┌─ Data under study

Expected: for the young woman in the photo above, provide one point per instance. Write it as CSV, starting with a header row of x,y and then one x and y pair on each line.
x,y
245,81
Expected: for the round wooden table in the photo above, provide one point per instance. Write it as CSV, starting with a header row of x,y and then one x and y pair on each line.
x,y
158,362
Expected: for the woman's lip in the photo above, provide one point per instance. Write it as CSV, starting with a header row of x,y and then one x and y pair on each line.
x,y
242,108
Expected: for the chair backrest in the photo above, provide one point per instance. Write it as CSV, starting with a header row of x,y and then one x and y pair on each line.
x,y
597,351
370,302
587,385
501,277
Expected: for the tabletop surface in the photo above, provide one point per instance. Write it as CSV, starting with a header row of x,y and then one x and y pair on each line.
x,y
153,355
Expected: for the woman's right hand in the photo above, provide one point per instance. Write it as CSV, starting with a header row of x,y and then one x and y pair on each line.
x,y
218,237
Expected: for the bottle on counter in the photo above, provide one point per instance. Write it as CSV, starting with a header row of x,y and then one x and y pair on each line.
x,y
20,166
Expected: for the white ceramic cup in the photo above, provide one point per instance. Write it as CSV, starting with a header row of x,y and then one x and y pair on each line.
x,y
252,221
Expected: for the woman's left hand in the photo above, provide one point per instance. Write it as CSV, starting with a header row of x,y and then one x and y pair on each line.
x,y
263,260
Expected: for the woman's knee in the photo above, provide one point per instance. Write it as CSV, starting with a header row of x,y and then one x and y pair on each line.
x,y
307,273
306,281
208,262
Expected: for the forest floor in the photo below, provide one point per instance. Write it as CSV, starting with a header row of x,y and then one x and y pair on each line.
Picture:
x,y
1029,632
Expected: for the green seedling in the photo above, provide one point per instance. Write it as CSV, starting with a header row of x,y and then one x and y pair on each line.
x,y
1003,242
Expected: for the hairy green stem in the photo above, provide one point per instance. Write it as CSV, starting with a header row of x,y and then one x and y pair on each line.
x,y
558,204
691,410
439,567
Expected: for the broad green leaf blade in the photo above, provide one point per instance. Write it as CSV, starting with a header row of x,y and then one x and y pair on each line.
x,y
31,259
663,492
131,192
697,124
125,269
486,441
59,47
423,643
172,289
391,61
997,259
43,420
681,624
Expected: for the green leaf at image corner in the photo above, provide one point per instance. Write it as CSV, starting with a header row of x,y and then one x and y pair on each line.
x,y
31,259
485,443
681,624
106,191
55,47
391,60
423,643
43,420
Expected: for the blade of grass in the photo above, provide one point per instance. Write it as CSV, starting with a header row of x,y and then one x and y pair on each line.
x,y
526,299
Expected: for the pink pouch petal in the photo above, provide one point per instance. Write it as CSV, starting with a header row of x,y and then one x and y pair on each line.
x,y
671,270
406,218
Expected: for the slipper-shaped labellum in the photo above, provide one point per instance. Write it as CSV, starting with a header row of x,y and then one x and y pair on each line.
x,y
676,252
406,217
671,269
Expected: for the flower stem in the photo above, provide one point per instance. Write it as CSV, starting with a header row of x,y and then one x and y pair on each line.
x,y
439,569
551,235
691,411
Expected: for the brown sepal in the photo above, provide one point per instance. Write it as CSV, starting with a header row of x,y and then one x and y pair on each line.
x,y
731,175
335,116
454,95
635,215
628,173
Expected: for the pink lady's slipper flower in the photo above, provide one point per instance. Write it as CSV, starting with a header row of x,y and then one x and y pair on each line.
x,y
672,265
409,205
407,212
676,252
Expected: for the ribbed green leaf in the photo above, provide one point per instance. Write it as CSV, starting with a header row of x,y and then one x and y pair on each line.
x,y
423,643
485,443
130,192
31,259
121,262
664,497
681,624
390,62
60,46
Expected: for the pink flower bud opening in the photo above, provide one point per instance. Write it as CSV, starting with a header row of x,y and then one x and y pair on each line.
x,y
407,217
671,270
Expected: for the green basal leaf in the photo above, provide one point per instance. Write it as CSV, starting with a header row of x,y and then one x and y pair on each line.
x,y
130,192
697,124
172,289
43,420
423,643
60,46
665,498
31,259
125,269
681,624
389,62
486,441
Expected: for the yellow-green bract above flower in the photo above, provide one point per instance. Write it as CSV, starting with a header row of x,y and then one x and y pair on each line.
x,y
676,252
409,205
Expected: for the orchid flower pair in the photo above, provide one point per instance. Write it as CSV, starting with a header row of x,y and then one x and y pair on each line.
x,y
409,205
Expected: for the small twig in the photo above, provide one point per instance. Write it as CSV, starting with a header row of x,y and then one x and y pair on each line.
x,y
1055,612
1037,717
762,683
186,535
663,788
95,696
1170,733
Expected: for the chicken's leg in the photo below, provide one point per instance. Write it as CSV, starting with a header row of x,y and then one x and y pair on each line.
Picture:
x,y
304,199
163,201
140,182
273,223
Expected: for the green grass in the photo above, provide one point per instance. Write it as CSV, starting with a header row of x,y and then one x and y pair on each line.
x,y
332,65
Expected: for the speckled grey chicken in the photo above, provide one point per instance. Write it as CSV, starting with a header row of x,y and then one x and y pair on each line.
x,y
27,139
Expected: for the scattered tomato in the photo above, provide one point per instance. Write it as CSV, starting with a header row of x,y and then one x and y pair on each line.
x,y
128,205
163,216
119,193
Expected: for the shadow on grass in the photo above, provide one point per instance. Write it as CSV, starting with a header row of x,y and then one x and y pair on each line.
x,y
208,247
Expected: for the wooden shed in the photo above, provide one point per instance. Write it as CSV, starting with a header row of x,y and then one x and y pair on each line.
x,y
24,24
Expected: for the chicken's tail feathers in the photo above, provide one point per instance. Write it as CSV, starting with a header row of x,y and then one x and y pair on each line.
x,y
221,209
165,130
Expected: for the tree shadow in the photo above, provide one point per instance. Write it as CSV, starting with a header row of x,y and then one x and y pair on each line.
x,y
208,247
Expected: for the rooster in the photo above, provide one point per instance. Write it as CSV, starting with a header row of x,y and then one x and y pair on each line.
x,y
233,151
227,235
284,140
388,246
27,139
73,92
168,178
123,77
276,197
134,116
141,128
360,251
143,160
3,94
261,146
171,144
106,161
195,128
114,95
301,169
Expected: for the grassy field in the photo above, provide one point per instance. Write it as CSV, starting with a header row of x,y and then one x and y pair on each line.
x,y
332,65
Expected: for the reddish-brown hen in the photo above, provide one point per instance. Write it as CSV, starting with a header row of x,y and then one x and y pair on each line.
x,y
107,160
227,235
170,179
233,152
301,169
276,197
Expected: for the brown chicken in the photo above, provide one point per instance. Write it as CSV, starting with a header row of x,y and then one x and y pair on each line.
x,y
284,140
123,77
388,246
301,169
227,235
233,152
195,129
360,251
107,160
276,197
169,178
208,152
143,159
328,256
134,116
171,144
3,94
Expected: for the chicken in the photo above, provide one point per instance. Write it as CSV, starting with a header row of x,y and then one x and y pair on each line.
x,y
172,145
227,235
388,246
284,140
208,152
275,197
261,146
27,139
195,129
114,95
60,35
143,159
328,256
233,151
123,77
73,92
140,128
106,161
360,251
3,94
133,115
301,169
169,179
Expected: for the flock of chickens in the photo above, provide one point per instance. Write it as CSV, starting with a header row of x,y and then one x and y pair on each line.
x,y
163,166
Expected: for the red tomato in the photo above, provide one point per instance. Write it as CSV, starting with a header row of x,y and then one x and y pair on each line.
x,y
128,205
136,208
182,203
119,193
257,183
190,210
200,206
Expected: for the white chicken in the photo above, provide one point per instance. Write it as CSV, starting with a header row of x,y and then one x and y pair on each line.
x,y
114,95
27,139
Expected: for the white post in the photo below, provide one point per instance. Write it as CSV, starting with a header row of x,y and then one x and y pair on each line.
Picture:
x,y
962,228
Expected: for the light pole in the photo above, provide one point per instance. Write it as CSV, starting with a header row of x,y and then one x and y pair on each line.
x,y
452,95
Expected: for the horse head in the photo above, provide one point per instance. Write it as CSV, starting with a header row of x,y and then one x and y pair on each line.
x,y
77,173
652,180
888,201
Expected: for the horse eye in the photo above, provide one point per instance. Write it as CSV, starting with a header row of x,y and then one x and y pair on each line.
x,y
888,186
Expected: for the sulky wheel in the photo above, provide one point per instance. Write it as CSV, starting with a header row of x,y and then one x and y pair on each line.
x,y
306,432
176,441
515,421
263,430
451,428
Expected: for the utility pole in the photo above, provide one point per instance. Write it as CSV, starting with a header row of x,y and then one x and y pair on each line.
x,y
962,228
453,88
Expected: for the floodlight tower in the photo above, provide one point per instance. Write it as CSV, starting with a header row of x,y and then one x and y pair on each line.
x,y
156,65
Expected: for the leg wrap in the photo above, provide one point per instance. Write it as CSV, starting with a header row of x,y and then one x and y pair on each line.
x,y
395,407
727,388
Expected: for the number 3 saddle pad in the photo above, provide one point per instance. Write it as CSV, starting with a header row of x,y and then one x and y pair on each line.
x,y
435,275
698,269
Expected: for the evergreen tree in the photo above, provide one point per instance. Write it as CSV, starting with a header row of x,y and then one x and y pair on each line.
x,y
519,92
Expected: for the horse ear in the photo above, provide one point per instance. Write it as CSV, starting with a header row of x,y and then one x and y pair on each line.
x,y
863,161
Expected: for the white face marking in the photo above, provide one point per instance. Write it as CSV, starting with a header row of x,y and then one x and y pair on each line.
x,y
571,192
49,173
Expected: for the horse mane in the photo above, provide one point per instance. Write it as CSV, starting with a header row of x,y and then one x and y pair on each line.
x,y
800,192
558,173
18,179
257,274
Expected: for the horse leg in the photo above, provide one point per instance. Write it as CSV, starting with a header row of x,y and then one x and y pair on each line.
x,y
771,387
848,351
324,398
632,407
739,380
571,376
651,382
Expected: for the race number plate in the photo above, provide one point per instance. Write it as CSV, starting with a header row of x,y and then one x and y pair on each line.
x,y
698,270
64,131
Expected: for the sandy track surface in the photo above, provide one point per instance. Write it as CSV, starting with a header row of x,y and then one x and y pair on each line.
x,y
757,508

└─

## What the task requires
Check every line of the listing for the string "below" and report how many lines have it, as a number alone.

## Response to this exercise
3